Aim: Find every line in the records below that contains the word "shadow", and copy each one. Case counts.

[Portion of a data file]

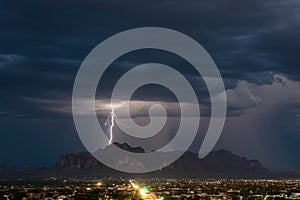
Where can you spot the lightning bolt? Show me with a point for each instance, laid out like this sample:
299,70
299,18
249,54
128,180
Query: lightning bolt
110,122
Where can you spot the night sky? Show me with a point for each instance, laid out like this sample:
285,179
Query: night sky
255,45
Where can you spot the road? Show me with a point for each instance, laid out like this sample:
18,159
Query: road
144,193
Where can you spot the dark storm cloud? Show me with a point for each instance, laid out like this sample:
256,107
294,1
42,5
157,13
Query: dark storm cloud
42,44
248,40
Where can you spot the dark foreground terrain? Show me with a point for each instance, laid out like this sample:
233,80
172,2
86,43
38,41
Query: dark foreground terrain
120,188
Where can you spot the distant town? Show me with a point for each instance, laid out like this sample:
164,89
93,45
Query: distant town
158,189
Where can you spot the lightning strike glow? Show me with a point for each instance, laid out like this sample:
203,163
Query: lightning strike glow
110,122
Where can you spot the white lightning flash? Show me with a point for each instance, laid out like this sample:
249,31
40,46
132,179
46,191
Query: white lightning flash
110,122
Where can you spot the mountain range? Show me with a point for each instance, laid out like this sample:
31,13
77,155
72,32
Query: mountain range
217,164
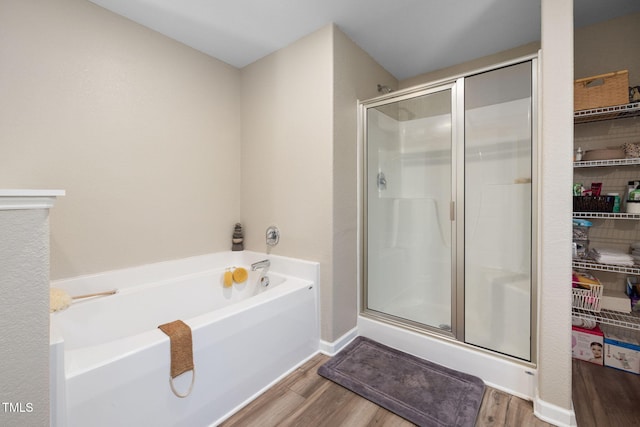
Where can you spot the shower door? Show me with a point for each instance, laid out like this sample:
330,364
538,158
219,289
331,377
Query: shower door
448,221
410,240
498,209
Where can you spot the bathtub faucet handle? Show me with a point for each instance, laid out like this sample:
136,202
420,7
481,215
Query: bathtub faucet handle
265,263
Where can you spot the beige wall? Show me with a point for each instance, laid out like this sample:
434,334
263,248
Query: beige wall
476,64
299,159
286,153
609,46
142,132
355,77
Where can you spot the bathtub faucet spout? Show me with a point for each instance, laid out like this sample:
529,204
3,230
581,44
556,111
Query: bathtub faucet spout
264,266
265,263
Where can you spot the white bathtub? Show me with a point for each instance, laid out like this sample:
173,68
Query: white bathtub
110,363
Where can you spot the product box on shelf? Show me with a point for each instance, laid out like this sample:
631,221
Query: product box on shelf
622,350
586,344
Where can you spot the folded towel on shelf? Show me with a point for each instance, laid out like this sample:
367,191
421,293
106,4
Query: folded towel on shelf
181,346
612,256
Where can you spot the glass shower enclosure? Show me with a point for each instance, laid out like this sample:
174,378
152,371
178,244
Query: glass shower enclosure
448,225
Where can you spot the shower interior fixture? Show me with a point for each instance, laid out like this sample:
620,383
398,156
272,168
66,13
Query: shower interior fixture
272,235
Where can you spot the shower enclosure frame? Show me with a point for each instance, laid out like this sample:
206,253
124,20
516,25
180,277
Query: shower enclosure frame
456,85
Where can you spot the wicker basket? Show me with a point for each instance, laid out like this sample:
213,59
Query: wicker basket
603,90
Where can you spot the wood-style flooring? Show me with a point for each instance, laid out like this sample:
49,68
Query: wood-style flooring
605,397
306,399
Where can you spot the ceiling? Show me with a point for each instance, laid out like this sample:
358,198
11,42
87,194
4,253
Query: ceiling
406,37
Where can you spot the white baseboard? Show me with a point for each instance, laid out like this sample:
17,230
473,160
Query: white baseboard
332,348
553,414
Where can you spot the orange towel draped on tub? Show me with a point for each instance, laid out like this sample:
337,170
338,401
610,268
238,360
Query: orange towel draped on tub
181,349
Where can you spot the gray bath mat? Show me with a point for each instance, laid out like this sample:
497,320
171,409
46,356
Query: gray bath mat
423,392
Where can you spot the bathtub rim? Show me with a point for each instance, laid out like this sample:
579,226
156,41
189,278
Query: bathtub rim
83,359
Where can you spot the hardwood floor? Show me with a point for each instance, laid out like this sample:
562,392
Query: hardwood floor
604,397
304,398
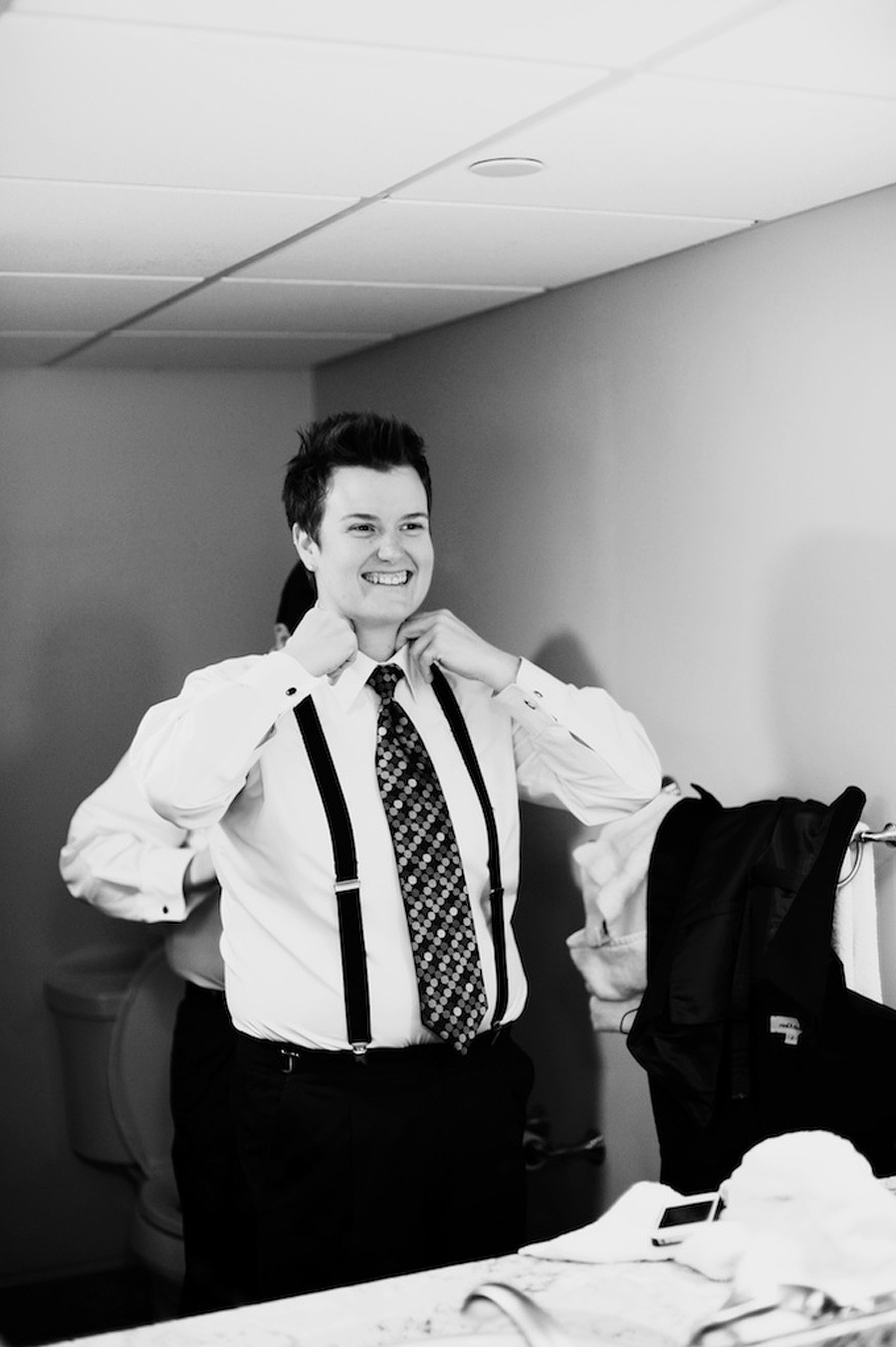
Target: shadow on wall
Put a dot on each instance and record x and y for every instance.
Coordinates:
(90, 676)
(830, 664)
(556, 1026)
--
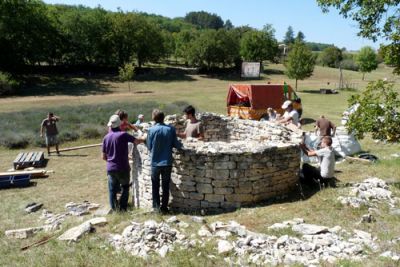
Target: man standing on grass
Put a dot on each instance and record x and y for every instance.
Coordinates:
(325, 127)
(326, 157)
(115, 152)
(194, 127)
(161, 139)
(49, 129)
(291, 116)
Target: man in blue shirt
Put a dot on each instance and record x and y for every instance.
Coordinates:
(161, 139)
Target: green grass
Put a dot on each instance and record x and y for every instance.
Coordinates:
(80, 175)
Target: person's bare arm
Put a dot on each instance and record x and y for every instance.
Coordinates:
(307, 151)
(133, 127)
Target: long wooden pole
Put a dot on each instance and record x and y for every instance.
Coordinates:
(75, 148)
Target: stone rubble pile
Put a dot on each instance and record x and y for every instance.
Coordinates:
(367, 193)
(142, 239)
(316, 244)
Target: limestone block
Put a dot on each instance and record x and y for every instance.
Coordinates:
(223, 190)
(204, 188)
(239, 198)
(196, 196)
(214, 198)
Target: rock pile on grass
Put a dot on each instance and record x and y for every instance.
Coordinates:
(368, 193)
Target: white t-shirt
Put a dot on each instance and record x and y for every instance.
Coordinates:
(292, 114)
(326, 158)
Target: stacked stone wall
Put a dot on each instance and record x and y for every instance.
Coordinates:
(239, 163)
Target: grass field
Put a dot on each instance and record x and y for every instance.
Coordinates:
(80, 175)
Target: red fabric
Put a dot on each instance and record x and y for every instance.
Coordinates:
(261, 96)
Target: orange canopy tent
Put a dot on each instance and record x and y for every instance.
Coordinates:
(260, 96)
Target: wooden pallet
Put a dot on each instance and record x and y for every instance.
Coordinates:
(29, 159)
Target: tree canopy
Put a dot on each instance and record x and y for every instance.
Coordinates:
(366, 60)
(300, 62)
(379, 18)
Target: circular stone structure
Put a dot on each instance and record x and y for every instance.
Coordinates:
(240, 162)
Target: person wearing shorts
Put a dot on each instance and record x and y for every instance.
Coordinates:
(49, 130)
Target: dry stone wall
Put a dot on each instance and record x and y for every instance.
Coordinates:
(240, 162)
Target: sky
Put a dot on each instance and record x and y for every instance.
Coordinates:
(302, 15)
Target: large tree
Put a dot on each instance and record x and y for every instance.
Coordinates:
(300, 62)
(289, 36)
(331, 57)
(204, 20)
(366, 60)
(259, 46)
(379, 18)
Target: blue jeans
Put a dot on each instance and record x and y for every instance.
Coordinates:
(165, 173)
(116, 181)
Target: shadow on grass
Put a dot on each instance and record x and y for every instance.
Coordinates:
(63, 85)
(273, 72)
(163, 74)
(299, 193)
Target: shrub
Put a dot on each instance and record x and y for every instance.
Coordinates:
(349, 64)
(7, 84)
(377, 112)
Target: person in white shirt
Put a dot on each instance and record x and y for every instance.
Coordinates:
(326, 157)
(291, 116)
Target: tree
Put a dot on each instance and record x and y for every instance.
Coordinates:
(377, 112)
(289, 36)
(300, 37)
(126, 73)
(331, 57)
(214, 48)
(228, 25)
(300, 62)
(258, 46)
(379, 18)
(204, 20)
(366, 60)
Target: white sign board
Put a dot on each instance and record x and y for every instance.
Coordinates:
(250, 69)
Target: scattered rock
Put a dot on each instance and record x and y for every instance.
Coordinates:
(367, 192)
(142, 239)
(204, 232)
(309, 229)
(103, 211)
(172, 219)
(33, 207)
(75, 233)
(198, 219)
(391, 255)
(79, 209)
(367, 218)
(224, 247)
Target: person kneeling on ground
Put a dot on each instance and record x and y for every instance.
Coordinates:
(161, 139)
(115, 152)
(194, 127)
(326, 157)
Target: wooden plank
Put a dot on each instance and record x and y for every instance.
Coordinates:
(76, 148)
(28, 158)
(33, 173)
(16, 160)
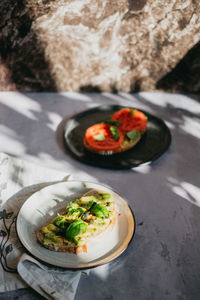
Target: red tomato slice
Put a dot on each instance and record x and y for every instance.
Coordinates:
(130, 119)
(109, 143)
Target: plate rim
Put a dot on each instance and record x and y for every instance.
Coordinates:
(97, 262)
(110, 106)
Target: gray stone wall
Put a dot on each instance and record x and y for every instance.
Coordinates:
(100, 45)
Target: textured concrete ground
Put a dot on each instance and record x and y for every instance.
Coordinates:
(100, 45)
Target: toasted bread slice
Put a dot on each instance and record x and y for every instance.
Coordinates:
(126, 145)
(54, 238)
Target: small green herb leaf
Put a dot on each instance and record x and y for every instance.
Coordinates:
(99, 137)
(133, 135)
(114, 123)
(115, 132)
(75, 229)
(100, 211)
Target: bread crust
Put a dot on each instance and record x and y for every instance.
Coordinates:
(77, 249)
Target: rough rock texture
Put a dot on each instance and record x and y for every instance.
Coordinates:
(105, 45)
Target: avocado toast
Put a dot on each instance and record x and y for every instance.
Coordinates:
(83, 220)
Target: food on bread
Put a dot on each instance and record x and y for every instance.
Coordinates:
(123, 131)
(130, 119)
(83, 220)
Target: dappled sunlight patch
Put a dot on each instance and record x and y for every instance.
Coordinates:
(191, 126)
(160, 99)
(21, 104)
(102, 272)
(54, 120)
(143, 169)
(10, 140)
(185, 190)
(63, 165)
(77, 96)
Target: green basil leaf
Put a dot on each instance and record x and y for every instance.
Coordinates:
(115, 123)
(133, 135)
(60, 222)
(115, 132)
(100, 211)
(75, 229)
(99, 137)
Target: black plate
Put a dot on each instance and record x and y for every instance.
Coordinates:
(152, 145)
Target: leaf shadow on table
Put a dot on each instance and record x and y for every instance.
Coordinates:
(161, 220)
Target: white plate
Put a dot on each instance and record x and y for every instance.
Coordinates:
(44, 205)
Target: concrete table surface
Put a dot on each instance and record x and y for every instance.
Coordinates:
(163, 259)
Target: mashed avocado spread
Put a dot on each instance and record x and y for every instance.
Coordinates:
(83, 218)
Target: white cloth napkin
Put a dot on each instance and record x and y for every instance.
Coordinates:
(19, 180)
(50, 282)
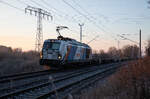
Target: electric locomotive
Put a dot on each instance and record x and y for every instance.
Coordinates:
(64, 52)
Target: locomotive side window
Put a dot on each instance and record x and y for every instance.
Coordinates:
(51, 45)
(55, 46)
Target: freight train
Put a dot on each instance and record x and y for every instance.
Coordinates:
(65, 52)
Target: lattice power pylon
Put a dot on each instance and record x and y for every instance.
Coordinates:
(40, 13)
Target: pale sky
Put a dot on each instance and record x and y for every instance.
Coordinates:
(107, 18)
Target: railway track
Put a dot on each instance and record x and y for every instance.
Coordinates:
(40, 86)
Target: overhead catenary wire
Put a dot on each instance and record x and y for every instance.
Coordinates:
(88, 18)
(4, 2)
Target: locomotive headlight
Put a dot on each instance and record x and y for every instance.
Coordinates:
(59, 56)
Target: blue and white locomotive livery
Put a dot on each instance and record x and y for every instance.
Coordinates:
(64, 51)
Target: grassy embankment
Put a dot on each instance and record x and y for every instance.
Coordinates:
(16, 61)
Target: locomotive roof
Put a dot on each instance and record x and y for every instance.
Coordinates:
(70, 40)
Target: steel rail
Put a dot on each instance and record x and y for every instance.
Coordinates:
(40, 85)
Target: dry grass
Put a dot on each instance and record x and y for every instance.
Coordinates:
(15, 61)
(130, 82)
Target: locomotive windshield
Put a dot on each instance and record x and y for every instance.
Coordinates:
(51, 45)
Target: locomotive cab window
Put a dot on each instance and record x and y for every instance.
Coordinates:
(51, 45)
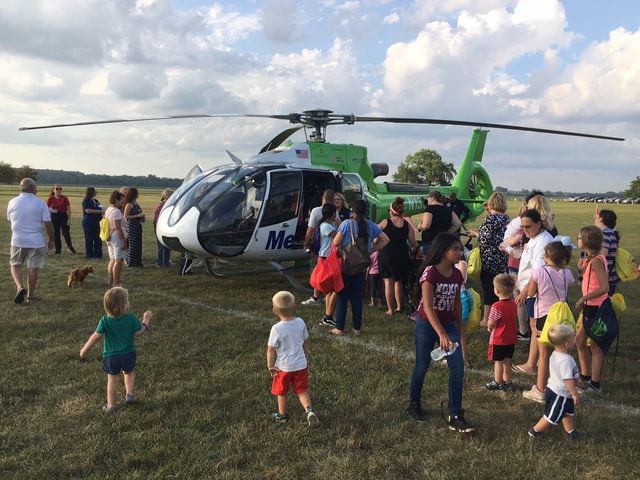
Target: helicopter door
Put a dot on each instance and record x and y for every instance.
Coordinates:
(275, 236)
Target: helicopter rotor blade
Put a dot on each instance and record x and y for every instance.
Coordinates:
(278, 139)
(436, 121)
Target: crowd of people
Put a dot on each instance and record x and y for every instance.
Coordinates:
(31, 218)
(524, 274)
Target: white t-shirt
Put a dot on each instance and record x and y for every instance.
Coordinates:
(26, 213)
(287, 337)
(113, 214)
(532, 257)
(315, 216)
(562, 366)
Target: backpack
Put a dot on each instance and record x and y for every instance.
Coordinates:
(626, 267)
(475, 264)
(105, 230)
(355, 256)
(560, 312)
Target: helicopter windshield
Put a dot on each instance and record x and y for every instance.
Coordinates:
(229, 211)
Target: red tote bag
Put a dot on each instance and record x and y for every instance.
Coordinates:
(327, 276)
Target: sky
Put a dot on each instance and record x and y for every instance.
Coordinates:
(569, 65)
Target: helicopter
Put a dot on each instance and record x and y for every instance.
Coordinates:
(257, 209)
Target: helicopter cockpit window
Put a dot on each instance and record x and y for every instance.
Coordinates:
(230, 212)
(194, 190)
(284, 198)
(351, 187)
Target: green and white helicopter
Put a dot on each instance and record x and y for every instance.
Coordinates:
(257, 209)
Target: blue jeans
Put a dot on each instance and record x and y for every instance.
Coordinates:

Solved exercise:
Target: shadow on wall
Target: shadow on grass
Target: leaf shadow on table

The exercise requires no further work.